Source records section start

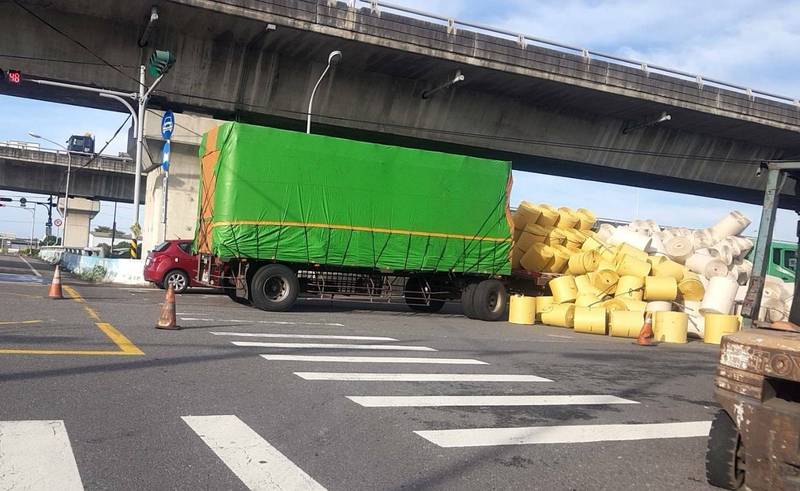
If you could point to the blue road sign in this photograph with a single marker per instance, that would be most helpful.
(165, 156)
(167, 125)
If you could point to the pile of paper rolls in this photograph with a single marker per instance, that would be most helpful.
(636, 268)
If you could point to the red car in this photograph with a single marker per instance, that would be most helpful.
(172, 263)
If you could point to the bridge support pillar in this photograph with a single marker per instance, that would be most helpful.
(80, 213)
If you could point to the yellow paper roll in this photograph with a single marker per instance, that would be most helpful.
(628, 250)
(605, 280)
(556, 236)
(564, 289)
(625, 324)
(630, 287)
(586, 217)
(516, 256)
(613, 304)
(526, 213)
(668, 268)
(590, 320)
(588, 301)
(560, 315)
(549, 216)
(522, 310)
(560, 259)
(691, 287)
(630, 266)
(660, 288)
(537, 258)
(542, 303)
(718, 325)
(671, 327)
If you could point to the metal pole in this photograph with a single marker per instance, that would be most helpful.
(135, 228)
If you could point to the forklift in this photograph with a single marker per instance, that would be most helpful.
(754, 441)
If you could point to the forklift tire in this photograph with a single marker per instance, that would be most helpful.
(467, 300)
(274, 287)
(490, 300)
(725, 455)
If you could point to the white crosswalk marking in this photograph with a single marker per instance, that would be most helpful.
(259, 465)
(418, 377)
(37, 455)
(302, 336)
(483, 437)
(385, 347)
(445, 401)
(373, 359)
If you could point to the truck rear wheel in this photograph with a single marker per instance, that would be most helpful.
(274, 287)
(416, 297)
(725, 464)
(490, 300)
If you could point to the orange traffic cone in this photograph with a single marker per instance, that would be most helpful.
(55, 285)
(167, 318)
(646, 334)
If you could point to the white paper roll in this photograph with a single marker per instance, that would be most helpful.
(720, 296)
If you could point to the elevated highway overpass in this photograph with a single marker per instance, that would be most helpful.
(547, 107)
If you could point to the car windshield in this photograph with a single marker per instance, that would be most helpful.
(161, 247)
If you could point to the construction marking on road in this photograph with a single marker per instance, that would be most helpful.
(30, 266)
(126, 347)
(303, 336)
(258, 464)
(373, 359)
(274, 323)
(499, 400)
(536, 435)
(418, 377)
(37, 455)
(6, 323)
(387, 347)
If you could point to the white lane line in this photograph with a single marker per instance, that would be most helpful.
(274, 323)
(259, 465)
(302, 336)
(534, 435)
(447, 401)
(418, 377)
(37, 455)
(374, 359)
(30, 266)
(389, 347)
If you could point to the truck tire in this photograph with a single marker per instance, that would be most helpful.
(414, 297)
(725, 455)
(274, 287)
(490, 300)
(467, 295)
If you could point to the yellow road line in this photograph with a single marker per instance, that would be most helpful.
(127, 348)
(5, 323)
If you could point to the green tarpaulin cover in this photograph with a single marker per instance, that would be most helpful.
(281, 195)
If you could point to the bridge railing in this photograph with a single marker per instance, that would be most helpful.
(523, 39)
(59, 157)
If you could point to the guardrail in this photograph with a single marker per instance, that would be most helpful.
(522, 39)
(59, 157)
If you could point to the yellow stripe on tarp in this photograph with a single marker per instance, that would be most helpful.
(358, 229)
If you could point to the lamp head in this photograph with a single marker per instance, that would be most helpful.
(335, 57)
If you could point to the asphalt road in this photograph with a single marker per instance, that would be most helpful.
(93, 396)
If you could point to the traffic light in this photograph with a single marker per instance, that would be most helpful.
(160, 62)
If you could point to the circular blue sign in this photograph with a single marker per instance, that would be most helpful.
(167, 125)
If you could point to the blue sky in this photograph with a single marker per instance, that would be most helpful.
(747, 42)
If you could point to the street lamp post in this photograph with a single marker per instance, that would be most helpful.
(333, 59)
(66, 191)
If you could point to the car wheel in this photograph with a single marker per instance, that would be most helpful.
(177, 279)
(274, 288)
(490, 300)
(725, 457)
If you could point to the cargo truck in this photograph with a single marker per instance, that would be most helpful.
(284, 214)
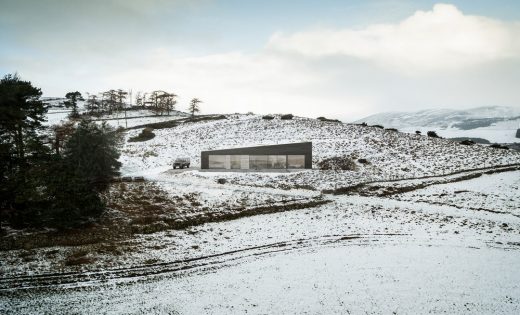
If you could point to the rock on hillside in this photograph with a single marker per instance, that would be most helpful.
(389, 154)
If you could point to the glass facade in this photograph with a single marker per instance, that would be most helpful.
(235, 161)
(277, 161)
(256, 161)
(296, 161)
(217, 161)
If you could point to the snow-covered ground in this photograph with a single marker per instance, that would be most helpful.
(500, 132)
(390, 154)
(354, 255)
(447, 248)
(447, 122)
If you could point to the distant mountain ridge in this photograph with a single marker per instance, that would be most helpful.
(445, 118)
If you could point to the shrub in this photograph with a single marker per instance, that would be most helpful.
(499, 146)
(363, 161)
(145, 135)
(343, 163)
(432, 134)
(321, 118)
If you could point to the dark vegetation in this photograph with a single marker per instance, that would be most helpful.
(51, 180)
(432, 134)
(176, 122)
(475, 140)
(467, 142)
(499, 146)
(143, 208)
(145, 135)
(327, 119)
(337, 163)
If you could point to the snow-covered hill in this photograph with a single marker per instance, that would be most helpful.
(494, 123)
(390, 154)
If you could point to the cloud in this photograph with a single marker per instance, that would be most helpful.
(442, 39)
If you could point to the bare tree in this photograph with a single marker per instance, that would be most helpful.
(194, 106)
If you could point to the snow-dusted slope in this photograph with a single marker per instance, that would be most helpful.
(445, 118)
(391, 154)
(494, 123)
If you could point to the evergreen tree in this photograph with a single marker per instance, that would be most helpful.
(72, 102)
(194, 106)
(92, 152)
(21, 147)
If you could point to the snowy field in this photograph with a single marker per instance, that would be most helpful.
(354, 255)
(391, 155)
(444, 243)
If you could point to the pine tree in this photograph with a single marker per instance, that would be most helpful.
(72, 102)
(92, 152)
(21, 147)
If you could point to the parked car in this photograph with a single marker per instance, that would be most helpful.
(181, 163)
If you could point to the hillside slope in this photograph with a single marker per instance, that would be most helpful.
(446, 118)
(493, 123)
(390, 154)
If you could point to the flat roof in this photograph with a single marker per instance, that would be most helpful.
(269, 146)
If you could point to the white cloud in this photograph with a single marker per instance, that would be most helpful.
(438, 40)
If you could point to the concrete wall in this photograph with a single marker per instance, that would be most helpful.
(302, 148)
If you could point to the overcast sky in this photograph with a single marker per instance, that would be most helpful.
(339, 59)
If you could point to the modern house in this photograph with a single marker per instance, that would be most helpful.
(280, 156)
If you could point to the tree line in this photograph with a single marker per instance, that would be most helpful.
(50, 176)
(160, 102)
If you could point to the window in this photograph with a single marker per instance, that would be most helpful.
(277, 161)
(257, 161)
(296, 161)
(235, 161)
(217, 161)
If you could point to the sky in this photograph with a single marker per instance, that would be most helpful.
(338, 59)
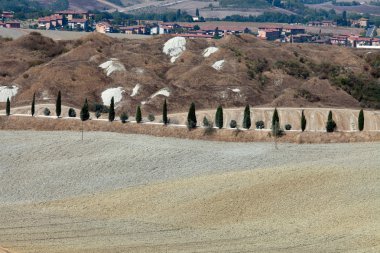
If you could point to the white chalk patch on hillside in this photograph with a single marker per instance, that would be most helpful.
(139, 71)
(112, 65)
(164, 92)
(209, 51)
(175, 47)
(45, 95)
(218, 65)
(235, 90)
(116, 93)
(135, 90)
(7, 92)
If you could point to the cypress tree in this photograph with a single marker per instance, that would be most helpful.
(275, 118)
(138, 114)
(165, 113)
(330, 124)
(58, 105)
(219, 117)
(329, 117)
(247, 118)
(8, 107)
(361, 120)
(191, 117)
(84, 113)
(33, 104)
(303, 121)
(111, 114)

Source records section end

Produce the entries again, word for word, without any of their pictures.

If you could point to the blue road sign in this photograph with a single marker per instance, that would be most helpful.
(165, 156)
(167, 125)
If you could point to the pile of paper rolls in this photograph with a single marker per instance, that would be most helpful.
(636, 268)
If you could point to the red car in this photograph with a single marker per instance, that would be most helpful.
(172, 263)
If you could point to the bridge support pillar in this photograph with a single marker per instance, that would be most helpful.
(80, 213)
If you could point to the yellow paper roll in this photograph with a single marker per instance, that would be most helpful.
(628, 250)
(605, 280)
(556, 236)
(564, 289)
(625, 324)
(630, 287)
(586, 217)
(516, 256)
(613, 304)
(526, 213)
(668, 268)
(590, 320)
(588, 301)
(560, 315)
(549, 216)
(522, 310)
(560, 259)
(691, 287)
(630, 266)
(660, 288)
(537, 258)
(542, 303)
(718, 325)
(671, 327)
If you could point to the metal pole in this photograph with a single marker per instance, that would be most helpful.
(135, 228)
If you could point to the forklift in this photograph with a single marker per instance, that would be most helpful.
(754, 441)
If you could point to the forklift tire in this photograph with a single marker per instance, that would be most helpful.
(467, 300)
(274, 287)
(490, 300)
(725, 455)
If you could point to the white crosswalk marking in this photograph with a single marker per instance, that would be most helpful.
(259, 465)
(418, 377)
(37, 455)
(302, 336)
(483, 437)
(385, 347)
(445, 401)
(373, 359)
If you could point to the truck rear wheel in this photograph with a single marker per instance, that would be most helpful.
(274, 287)
(416, 297)
(725, 464)
(490, 300)
If you could point to the orange traffic cone in this photograph with a single marker per instance, that would be most helpful.
(55, 285)
(167, 318)
(646, 334)
If you could point to the white paper roll in this photograph with a single marker per instance, that would be most helpful.
(720, 296)
If you could point to the elevated highway overpass in this photograph with a single marker per instance, that would be most helpful.
(547, 107)
If you could point to the car windshield in this photograph with a single marker per instance, that would be most helpful.
(161, 247)
If you could point to the construction marking on road in this photograph with a single marker per instance, that would be most helpful.
(30, 266)
(126, 347)
(303, 336)
(258, 464)
(373, 359)
(274, 323)
(499, 400)
(536, 435)
(418, 377)
(37, 455)
(6, 323)
(387, 347)
If you could point to the white lane line in this photograph with a single marker per instance, that would be most helpful.
(274, 323)
(259, 465)
(302, 336)
(534, 435)
(447, 401)
(418, 377)
(37, 455)
(374, 359)
(30, 266)
(389, 347)
If you could point to the truck tire in this photograph with a single marker per instance, that would be most helpful.
(414, 297)
(725, 455)
(274, 287)
(490, 300)
(467, 295)
If you could point to the yellow road line in this photograph with a single marker per instance, that would be most helpful.
(127, 348)
(5, 323)
If you could point to the green tarpaulin cover in this photograph with a single marker per instance, that would be most helpful.
(281, 195)
If you could point to the bridge railing in this photograph with a single marker per instance, that would be most helpful.
(523, 39)
(59, 157)
If you could point to the guardrail in this photograph with a single marker per instance, that would be most helpful.
(522, 39)
(59, 157)
If you could point to the yellow stripe on tarp in this photograph with a single marker per instance, that would be most helpful.
(358, 229)
If you could point to the lamp head in this photograph with a single marker per instance, that would be most helpful.
(335, 57)
If you could point to the asphalt road in this photograph with a single marker per instance, that would be most helpful.
(93, 396)
If you could point to the traffic light in this photograph with a single marker per instance, that would be most helpful.
(160, 62)
If you could point to the circular blue sign in this photograph with a single marker per instance, that would be most helpful.
(167, 125)
If you could point to the blue sky in this photograph with a single marker per instance, that would be most helpful.
(747, 42)
If you could point to the street lamp post in this photograph with a single marker per instance, that would be most helpful.
(333, 59)
(66, 191)
If you could point to the car wheel in this photograph with a single marker per instance, that would be most helpful.
(177, 279)
(274, 288)
(490, 300)
(725, 457)
If you could point to the cargo truck in this photograph with a single marker per instance, that would be most helpful.
(284, 214)
If you could point to the rock on hillside in this photograph with a single marker per instance, that would be most helpful.
(389, 154)
If you could point to the glass facade in this photograph with a single marker per instance, that would be most helpful.
(235, 161)
(277, 161)
(256, 161)
(296, 161)
(217, 161)
If you could point to the snow-covered ground in this photograph with a single marker per instance, that would be most helpful.
(500, 132)
(390, 154)
(354, 255)
(447, 248)
(447, 122)
If you could point to the distant mountain ridge in this photograph with a single marker per instance, that would be most helpful.
(445, 118)
If you could point to the shrub in this photograph with a single marker per instance, that would be most helpful.
(499, 146)
(363, 161)
(145, 135)
(343, 163)
(432, 134)
(321, 118)
If you could point to the dark vegetation in this photograph with a single marker per instance, that would be most helpful.
(51, 180)
(432, 134)
(176, 122)
(475, 140)
(467, 142)
(499, 146)
(143, 208)
(145, 135)
(327, 119)
(337, 163)
If you could point to the snow-covered hill in this photograph with a single marker per instance, that would be most helpful.
(494, 123)
(390, 154)
If you could point to the cloud in this photograph with a single marker per instance, that would be most helpful.
(442, 39)
If you could point to the bare tree in this photograph with a single marker per instance, that would be most helpful.
(194, 106)
If you could point to the snow-dusted slope in this photograph with a single marker per instance, that would be most helpful.
(445, 118)
(391, 154)
(494, 123)
If you could point to the evergreen tree in this photograph with a single marker per instance, that would be most helpful.
(72, 102)
(194, 106)
(92, 152)
(21, 147)
If you could point to the snowy field in this photograph with a single marker per instance, that would be most helpful.
(354, 255)
(391, 155)
(444, 243)
If you could point to the pine tree in this photograph with a single marker per instance, that would be most helpful.
(72, 102)
(92, 152)
(21, 147)
If you could point to the parked car in this photograph with a single marker per instance, that would be most helpful.
(181, 163)
If you could point to the hillside slope in this photograph with a single marker per instance, that would be most helpful.
(446, 118)
(493, 123)
(390, 154)
If you could point to the flat roof in this photograph with a single marker per instance, that would be most helpful.
(269, 146)
If you could point to the white cloud in this photograph with a single marker per instance, that would be most helpful.
(438, 40)
If you could point to the concrete wall in this photograph with a single marker per instance, that would be most helpful.
(302, 148)
If you could point to the overcast sky in this photograph with a single marker per instance, that would be most helpful.
(339, 59)
If you could point to the modern house in this photograph with a single marker per instance, that would be most helpful.
(280, 156)
If you could point to the tree line in this photograph with a single marker per instance, that would be most helpful.
(50, 176)
(160, 102)
If you could point to the window in this photograph with a single marker per instance, that would be most helpful.
(277, 161)
(257, 161)
(296, 161)
(235, 161)
(217, 161)
If you could point to the sky in this photograph with a single marker per instance, that would be most helpful.
(338, 59)
If you could point to the white chalk patch on hillside in this photograph with a single marker per instance, that would be most helpful.
(139, 71)
(112, 65)
(164, 92)
(209, 51)
(175, 47)
(45, 95)
(218, 65)
(235, 90)
(116, 93)
(135, 90)
(7, 92)
If you could point to the cypress tree in this photograph with a single marker per instance, that would be most helpful.
(275, 118)
(138, 114)
(165, 113)
(330, 124)
(58, 105)
(219, 117)
(329, 117)
(247, 118)
(8, 107)
(361, 120)
(191, 117)
(84, 113)
(33, 104)
(303, 121)
(111, 114)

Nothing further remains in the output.